Source passage:
Roger Neilson

For a career hockey coach, draft day has to be one of the highlights of the year. However, this year's draft day was filled with sadness as one of the classiest of those coaches, Roger Neilson died. Neilson, had been battling skin and bone cancer for several years died in his home in Peterborough, Ontario June 21st, he was 69.

Neilson's death was announced by NHL commissioner Gary Bettman 90 minutes into the NHL draft. "We'll miss you, Roger,'' Bettman told the crowd, which stood for a moment of silence.

Roger Neilson was an NHL coach or scout each of the last 25 seasons but never won a Stanley Cup. This year, he completed his third season as an assistant with the Senators.

He reached the Stanley Cup playoffs 11 times in his 15 seasons as a head coach.

"There is no way to measure accurately the number of lives Roger Neilson touched, inside and outside the hockey world, during his lifetime of devotion to our game,'' Bettman said in a statement.

The Senators were Roger Neilson's 10th different NHL team, their inability to win the Cup this season, for Neilson was a source of considerable dismay for the player, as they lost in the Eastern Conference finals to the New Jersey Devils in 7 games. Roger Neilson was forced to miss most of the Senators playoff run due to his illness.

Roger Neilson, had become stooped and gaunt and wore a baseball cap to cover his bare head, Neilson was a motivational force. He spoke to the Senators before their Game 5 victory over the Devils. Defenseman Chris Phillips, in tears after the Senators were eventually eliminated, recalled what Neilson meant.

It wasn't something we talked about every day,'' Phillips said. "But every guy in this room knew it. I feel terrible. This was the team that was going to be able to do that, win one for Rog, and we let him down.''

Senators president and chief executive Roy Mlakar called Neilson a "great friend and a man who's touched many with his spirit across the world.''

Roger Neilson was elected last year to the Hockey Hall of Fame in the builders' category. "It was so unexpected,'' he said at the time. "You just wonder why you were picked when there are so many others that may seem to have done more.''

Scotty Bowman, with the most wins of any NHL coach, said Neilson never got the credit he deserved as a tactician and coach, in part, because he worked for so many teams. Bowman said Neilson had been receiving 24-hour care the past few weeks but still sent a 20-second video for a coaching clinic. "Hockey life and Roger were intertwined, and that's probably what kept him going so long,'' Bowman said.

Data items
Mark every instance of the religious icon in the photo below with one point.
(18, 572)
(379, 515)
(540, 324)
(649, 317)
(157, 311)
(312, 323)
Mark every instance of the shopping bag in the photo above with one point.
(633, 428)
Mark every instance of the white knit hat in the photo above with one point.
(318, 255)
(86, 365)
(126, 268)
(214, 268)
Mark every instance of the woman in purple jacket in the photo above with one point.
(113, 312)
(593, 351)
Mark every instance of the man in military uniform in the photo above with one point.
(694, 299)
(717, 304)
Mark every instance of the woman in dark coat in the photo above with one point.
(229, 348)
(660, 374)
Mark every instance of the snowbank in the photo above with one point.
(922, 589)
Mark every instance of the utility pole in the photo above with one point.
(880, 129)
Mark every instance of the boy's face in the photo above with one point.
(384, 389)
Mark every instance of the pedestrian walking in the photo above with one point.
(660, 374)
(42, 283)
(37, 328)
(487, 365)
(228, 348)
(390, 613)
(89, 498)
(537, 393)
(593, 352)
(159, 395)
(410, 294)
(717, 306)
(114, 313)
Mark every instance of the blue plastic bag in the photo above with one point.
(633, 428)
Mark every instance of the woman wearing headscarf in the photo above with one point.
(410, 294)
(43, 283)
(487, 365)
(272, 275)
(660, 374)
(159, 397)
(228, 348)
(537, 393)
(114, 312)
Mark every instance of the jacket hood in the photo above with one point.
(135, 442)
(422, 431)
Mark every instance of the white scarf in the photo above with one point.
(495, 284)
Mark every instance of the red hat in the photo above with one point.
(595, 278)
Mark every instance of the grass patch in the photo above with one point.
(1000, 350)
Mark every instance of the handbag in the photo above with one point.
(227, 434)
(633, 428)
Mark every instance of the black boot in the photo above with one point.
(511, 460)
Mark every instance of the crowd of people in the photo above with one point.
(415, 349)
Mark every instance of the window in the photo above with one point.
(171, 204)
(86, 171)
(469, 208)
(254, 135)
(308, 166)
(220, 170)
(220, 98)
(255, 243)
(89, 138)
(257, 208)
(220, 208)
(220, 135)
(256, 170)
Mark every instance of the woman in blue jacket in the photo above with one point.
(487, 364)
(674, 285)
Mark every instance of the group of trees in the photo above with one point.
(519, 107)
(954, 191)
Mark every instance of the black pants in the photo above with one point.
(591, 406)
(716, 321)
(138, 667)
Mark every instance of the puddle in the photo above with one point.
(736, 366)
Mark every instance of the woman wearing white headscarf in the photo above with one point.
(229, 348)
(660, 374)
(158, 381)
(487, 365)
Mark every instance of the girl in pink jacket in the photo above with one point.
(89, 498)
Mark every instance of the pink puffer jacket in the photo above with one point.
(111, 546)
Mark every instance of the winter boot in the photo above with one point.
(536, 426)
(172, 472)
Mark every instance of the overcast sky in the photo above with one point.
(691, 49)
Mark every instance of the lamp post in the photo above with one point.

Exercise A: In the article about Roger Neilson, how many times did he reach the Stanley Cup playoffs as a head coach?
Exercise B: Write what comes next in the article about Roger Neilson, picking up after its final sentence.
The material was taken from a separate source.

Exercise result A: 11 times in his 15 seasons as a head coach.

Exercise result B:
Few did more in as many places as Neilson. His career began in Toronto where he led the Maple Leafs from 1977-79, after that it was off to Buffalo where he coached the Buffalo Sabres in 1980/81. From 1981-84, Neilson coached the Vancouver Canucks leading them on a improbable run to the Stanley Cup Finals in 1982.

Following his tenure in Vancouver he finished 1984 with the Los Angeles Kings, where he lasted a mere games. His next head coaching job would come 5 year with the New York Rangers where he coached an up and coming team until 1993, winning the President's Trophy in 1993. After leaving the Rangers he coached the expansion Florida Panthers from 1993-1995. His last head-coaching job would come with the Philadelphia Flyers from 1997-2000. His tenure in Philly would end in controversy when he was fired while receiving treatments for his cancer.

After leaving Philadelphia Roger Neilson became an assistant with the Ottawa Senators when he briefly filled in for Jacques Martin as Ottawa's head coach to reach No. 1,000. Only nine coaches have hit that plateau. "I've been really lucky to be able to be in hockey all my life doing the thing I love,'' Neilson said.

Neilson was labeled "Captain Video'' for introducing videotape as a teaching tool. He was regarded as a player's coach, and his loud ties behind the bench became a fashion fixture.

As with many great coaches, Roger Neilson was great at bending the rules. Once sending out a full complement of skaters in the dying minutes of a hockey game when his team was supposed to be 2 men short. What could the referees do? They couldn't make him play 3 men short. Another time he sent out a defenseman, Ron Stackhouse, to defend against a penalty shot. The strategy worked. In would get his goaltenders to leave their sticks lying across the goal line when being pulled for an extra attacker.

Moves like this earned him the nickname Rule Book Roger, because every time he discovered a loophole, the rulebook had to be revised.  Which led to one of Roger Neilson's most famous lines, "There are two things you don't want to know in life, what goes into hot dogs and what goes on in the NHL's New York office."

The NHL "celebrates his legacy, the generations of players he counseled, the coaches he molded, the changes his imagination inspired and the millions of fans he entertained,'' Bettman said.

Roger Neilson was once asked what team he would like to be linked with on his Hall of Fame plaque, if there were such a requirement for members. "I didn't stay anywhere long enough,'' he said.